**作業要件:**
1. 本文のうち「ルドルフは偶然トラックに乗り」から「るまでを見届ける必要がある。」までを、両端を含めて一字も変えずに再掲してください。
2. 本文で「徹底した「受容」により」で始まる段落を、要点を保った箇条書きに書き直してください。
3. 本文中の一文「ルドルフは偶然トラックに乗り、飼い主から遠くはぐれた迷い子の子猫だ。」を英語に訳してください。

原稿3 「ルドルフとイッパイアッテナ」

 

  父親不在と言われ久しい。

 いかに「見捨てられ不安」が強くとも、自分を傷つけるのは異常である。簡単に死んで良かろうはずがない。親の「ペット」として不本意な人生を送っても、自傷や摂食障害、アルコールや薬物、性的逸脱など(嗜癖、アディクション)に陥らない若者もいる。その違いは「依存性」にある。

 ルドルフは偶然トラックに乗り、飼い主から遠くはぐれた迷い子の子猫だ。彼は町でイッパイアッテナという「教養ある」野良猫に出会い、なんと人間の字を習う。野良猫と飼い猫の生き方、縄張り、教養、友達の大切さをごく自然に学んでいく「自立」の物語である。

 徹底した「受容」により優等生を卒業し、率直に語れることは治療の前半でしかない。後半は一転「自立」が目標となる。治療者に依存して落ち着いても治ったことにはならない。少しずつ距離を置き、粘り強いサポートと周到な環境調整によって、自立するまでを見届ける必要がある。

 「野良」の境遇、生活の自立は役に立つ。単身生活とし生活費は定額、問題行動にも一切同情や尻拭いはせず、「自分で責任をとらねばならない」状況をつくる。周囲は決して振り回されないように対応を統一する。

参照表現ポインティングデータ:
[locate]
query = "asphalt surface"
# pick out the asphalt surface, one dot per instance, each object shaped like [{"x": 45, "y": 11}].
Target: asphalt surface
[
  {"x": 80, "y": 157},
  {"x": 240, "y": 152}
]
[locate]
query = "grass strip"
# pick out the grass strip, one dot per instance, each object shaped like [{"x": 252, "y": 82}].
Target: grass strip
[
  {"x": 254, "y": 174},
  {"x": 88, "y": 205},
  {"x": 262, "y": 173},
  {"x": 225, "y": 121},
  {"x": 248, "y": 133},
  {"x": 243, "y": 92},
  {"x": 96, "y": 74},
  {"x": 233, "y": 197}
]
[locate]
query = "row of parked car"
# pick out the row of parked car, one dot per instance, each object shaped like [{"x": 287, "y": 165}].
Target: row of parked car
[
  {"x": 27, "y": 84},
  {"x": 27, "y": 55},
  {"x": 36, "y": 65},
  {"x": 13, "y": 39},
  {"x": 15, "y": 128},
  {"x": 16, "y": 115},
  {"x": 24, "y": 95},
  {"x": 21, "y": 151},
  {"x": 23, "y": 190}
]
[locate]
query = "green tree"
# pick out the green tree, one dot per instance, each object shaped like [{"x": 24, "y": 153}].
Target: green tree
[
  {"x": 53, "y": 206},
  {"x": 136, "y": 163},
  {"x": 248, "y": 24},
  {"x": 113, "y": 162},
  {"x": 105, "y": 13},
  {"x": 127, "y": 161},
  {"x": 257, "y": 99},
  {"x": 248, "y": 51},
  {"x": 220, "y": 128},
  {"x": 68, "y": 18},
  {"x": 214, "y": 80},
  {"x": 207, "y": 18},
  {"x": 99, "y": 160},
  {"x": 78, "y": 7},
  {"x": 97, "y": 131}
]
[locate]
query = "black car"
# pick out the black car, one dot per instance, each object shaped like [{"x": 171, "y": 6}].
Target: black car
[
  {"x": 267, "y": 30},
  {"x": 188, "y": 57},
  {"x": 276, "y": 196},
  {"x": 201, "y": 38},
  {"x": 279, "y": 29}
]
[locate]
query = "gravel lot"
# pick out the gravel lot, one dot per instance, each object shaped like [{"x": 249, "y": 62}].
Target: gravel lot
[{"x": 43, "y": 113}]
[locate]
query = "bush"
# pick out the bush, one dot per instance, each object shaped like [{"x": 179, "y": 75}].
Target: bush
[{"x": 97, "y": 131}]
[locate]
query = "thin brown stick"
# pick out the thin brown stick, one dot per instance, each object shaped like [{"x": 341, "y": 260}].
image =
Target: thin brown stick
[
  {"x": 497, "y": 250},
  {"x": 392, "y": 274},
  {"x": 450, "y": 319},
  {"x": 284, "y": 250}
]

**回答:**
1.
ルドルフは偶然トラックに乗り、飼い主から遠くはぐれた迷い子の子猫だ。彼は町でイッパイアッテナという「教養ある」野良猫に出会い、なんと人間の字を習う。野良猫と飼い猫の生き方、縄張り、教養、友達の大切さをごく自然に学んでいく「自立」の物語である。

 徹底した「受容」により優等生を卒業し、率直に語れることは治療の前半でしかない。後半は一転「自立」が目標となる。治療者に依存して落ち着いても治ったことにはならない。少しずつ距離を置き、粘り強いサポートと周到な環境調整によって、自立するまでを見届ける必要がある。

2.
- 徹底した「受容」で優等生を卒業し、率直に語れるようになることは、治療の前半にすぎない。
- 後半は一転して「自立」が目標となる。
- 治療者に依存して落ち着いても、治ったことにはならない。
- 少しずつ距離を置き、粘り強いサポートと周到な環境調整によって、自立するまで見届ける必要がある。

3. Rudolf is a lost kitten who happened to get on a truck and ended up separated far from his owner.